START Material to process
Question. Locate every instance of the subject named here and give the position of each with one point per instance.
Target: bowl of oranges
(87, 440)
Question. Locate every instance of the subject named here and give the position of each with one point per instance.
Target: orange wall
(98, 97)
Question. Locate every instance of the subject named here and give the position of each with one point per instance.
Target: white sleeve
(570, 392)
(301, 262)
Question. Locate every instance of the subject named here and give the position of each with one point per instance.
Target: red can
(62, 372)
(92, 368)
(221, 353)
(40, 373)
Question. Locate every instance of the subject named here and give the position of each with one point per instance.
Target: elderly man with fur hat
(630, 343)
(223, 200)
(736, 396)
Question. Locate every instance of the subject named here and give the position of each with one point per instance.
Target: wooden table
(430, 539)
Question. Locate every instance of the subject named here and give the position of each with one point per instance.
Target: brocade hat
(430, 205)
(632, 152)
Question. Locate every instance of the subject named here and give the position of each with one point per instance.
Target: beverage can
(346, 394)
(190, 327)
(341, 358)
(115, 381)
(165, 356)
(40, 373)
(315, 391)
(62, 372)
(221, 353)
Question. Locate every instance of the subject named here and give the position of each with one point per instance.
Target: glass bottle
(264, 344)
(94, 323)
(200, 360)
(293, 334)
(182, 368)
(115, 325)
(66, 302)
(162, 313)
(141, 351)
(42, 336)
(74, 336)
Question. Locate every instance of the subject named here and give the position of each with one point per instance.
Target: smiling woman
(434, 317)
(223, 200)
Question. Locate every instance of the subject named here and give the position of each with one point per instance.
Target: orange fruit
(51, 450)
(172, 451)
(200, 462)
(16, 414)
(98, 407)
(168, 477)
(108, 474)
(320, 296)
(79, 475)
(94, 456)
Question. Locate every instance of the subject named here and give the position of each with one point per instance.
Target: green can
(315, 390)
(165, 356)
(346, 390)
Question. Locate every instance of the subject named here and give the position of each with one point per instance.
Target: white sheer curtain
END Material to process
▶ **Task**
Exactly the lines from the one containing "Target: green can" through the end of the records should be reproduced, and no others.

▶ **Output of the exercise**
Target: green can
(315, 390)
(165, 356)
(346, 390)
Question. Locate every instance of the subject named here and give the position of each with one point per instance.
Target: white sheer curtain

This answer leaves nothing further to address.